Which lines run from the one containing "Would you be able to locate the woman's leg" through the end of the entries? Restate them word for word, and only those.

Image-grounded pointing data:
———

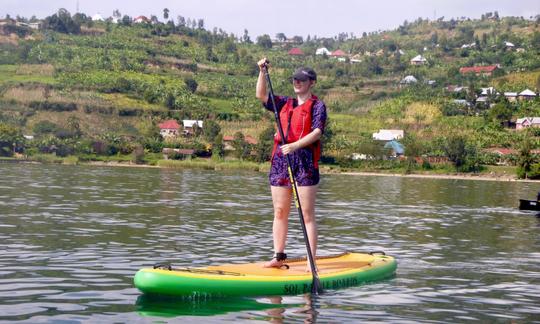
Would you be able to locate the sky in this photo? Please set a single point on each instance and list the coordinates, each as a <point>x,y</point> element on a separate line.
<point>323,18</point>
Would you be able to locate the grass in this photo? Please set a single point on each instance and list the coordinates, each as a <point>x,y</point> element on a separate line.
<point>10,73</point>
<point>208,164</point>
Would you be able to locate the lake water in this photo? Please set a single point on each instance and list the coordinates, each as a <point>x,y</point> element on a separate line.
<point>72,237</point>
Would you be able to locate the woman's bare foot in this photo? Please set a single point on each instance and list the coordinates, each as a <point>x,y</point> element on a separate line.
<point>274,263</point>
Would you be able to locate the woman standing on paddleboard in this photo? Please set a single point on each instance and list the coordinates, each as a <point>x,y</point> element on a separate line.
<point>303,119</point>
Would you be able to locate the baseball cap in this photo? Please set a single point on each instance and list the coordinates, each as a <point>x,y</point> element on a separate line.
<point>304,73</point>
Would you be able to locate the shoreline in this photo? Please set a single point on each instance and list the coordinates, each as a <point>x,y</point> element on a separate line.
<point>324,170</point>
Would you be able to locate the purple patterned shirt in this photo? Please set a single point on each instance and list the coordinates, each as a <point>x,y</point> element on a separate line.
<point>302,159</point>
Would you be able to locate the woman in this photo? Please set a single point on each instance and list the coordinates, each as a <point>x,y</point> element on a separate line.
<point>303,119</point>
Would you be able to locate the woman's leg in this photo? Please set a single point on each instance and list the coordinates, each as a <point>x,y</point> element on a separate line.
<point>281,198</point>
<point>307,200</point>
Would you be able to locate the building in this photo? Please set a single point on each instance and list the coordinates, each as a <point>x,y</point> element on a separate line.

———

THE ANSWER:
Would you be able to locate the woman's leg in this photo? Please set a single point on each instance and list the coordinates, each as a <point>x,y</point> element on a separate line.
<point>281,198</point>
<point>307,200</point>
Would you be able to locate the building in this photo? Please set a single point on each instance and list the coordinates, each as a <point>x,y</point> element on a separate line.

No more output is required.